#### SELECTED EXTRACT:
====
The following dinoflagellate isolates were chosen for initial toxicity screening: Karlodinium micrum (Leadbeater and Dodge) J. Larsen (CCMP 1974; Chesapeake Bay isolate) and (CCMP 1975; HyRock Fish Farm isolate). For comparison purposes, a Maryland isolate of Prorocentrum minimum (strain PM-1; provided by the University of Maryland Center for Environmental and Estuarine Science Horn Point Laboratory, Cambridge Md.), a North Carolina P. minimum isolate (provided by Patricia A. Tester, NOAA Center for Coastal Fisheries and Habitat Research, Beaufort N.C.), Cryptoperidiniopsis sp. (CCMP 1828; Chesapeake Bay isolate), and Pfiesteria piscicida (CCMP 1921; Chesapeake Bay isolate), were also screened for hemolytic activity. The P. piscicida isolate used in this study, original designation M CC #981020BR01C5, was a gift from Karen Steidinger, Florida Marine Research Institute, and has been maintained on algae since its arrival on Dec. 17, 1998. Additional species tested were the cryptophytes Rhodomonas sp. (CCMP 767) and Storeatula major (strain g; Chesapeake Bay isolate) (used in lipid class separation experiments only), two commonly used food sources for heterotrophic and mixotrophic dinoflagellates in this size class (10-20 μm).

Culturing

Karlodinium micrum (CCMP 1974 and 1975) and Prorocentrum minimum (strain PM-1 and the North Carolina isolate) all clonal but not axenic, were cultured autotrophically in 12 psu, filtered (0.22 μm), artificial sea water (ASW) (Instant Ocean Brand), with added f/2-Si nutrient mixture (Guillard 1975), and 1.5% soil extract and 0.3% chicken manure extract. Soil and chicken manure extracts were produced by autoclaving (121° C. and 15 psi) either 400 g of air dried soil, not previously exposed to pesticides or fertilizers, or 50 g of air dried chicken manure, in 1L of distilled-deionized (ddi) water for 1 hour. Mixtures were allowed to sediment for 24 hours, decanted, and the supernatant was further centrifuged to remove remaining particulates. The pH of the extract was adjusted to 6.8-7.0, then filter sterilized (0.22 μm) and stored at 4° C. The additional extracts were added to simulate the nutrient rich, i.e. high DON, environment typical of fish farms. Cultures were maintained at 20° C., with an alternating 12 hour light/dark cycle with 100-120 μmol m−2 s−2 of illumination, measured using a Li-COR model LI-250 light meter with a LI-190S Quantum sensor (Li-COR, inc., Lincoln Nebr.).

Pfiesteria piscicida (CCMP 1921) and Cryptoperidiniopsis sp. (CCMP 1828) were grown in 15 psu ASW (Instant Ocean Brand), with added f/2-Si nutrient mixture (Guillard 1975), at 20° C., and 170 μmol m−2 s−1 illumination, with an alternating 12 hour light/ 12 hour dark cycle, using Rhodomonas sp. (CCMP 767) as a food source. P. piscicida (CCMP 1921) and Cryptoperidiniopsis sp. (CCMP 1828) were starved for 48 hours prior to all experiments to reduce the number of food organisms. Rhodomonas sp. (CCMP 767) was grown at 32 psu under the same conditions as described for P. piscicida and Cryptoperidinopsis sp.
====
#### SUPPLIED RECORDS:
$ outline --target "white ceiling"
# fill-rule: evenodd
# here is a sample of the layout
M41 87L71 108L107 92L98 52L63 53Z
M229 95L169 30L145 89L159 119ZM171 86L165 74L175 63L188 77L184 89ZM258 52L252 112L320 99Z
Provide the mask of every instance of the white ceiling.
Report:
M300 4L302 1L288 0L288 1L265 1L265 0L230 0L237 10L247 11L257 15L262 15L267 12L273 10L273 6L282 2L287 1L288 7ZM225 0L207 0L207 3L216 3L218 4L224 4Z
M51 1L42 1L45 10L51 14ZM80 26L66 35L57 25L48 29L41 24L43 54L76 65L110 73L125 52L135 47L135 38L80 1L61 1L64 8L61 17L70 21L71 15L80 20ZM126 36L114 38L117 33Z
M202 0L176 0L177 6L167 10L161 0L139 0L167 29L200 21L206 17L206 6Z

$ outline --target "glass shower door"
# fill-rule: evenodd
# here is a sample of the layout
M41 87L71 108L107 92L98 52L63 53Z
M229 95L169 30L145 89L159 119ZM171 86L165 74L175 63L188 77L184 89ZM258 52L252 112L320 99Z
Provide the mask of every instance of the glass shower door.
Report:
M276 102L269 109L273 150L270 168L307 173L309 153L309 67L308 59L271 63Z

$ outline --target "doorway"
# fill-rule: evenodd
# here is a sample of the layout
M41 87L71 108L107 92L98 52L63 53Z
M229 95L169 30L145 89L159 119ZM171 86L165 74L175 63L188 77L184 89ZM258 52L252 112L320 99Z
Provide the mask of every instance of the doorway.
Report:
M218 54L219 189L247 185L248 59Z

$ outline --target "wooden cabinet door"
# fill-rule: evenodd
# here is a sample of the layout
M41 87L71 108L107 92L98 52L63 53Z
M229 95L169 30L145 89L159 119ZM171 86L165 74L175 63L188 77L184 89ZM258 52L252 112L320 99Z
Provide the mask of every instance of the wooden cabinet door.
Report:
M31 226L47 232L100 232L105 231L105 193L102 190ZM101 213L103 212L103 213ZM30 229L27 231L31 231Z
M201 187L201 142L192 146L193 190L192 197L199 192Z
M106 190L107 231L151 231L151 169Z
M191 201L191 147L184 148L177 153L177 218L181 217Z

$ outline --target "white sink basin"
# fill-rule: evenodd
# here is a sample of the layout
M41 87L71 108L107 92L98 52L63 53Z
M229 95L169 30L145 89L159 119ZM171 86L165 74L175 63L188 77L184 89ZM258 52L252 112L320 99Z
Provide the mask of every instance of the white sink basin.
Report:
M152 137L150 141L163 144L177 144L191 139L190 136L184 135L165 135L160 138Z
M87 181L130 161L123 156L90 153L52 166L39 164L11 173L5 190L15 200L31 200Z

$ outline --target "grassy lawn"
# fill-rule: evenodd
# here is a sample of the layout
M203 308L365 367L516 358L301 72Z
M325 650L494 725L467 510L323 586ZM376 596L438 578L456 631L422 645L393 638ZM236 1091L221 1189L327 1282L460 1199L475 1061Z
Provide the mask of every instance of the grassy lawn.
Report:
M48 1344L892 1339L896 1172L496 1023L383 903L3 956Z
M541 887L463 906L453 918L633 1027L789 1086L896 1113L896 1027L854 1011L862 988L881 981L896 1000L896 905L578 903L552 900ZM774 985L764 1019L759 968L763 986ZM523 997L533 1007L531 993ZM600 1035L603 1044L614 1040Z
====
#### QUESTIONS ON THE MATERIAL:
(a) In the text on dinoflagellate isolates and culturing, why were soil and chicken manure extracts added to the Karlodinium micrum and Prorocentrum minimum cultures?
(b) Quote the text on dinoflagellate isolates and culturing word for word, everything from "Pfiesteria piscicida (CCMP 1921)" down to "and Cryptoperidinopsis sp.".
(c) Summarize the text on dinoflagellate isolates and culturing in two sentences.

#### SOLUTIONS BELOW:
(a) They were added to simulate the nutrient-rich, high-DON environment typical of fish farms.

(b)
Pfiesteria piscicida (CCMP 1921) and Cryptoperidiniopsis sp. (CCMP 1828) were grown in 15 psu ASW (Instant Ocean Brand), with added f/2-Si nutrient mixture (Guillard 1975), at 20° C., and 170 μmol m−2 s−1 illumination, with an alternating 12 hour light/ 12 hour dark cycle, using Rhodomonas sp. (CCMP 767) as a food source. P. piscicida (CCMP 1921) and Cryptoperidiniopsis sp. (CCMP 1828) were starved for 48 hours prior to all experiments to reduce the number of food organisms. Rhodomonas sp. (CCMP 767) was grown at 32 psu under the same conditions as described for P. piscicida and Cryptoperidinopsis sp.

(c) Two Karlodinium micrum isolates were chosen for initial toxicity screening, and isolates of Prorocentrum minimum, Cryptoperidiniopsis sp., and Pfiesteria piscicida were also screened for hemolytic activity for comparison. K. micrum and P. minimum were cultured autotrophically in 12 psu artificial sea water with f/2-Si nutrients plus soil and chicken manure extracts, while P. piscicida and Cryptoperidiniopsis sp. were grown in 15 psu artificial sea water on Rhodomonas sp. as food and starved for 48 hours before experiments.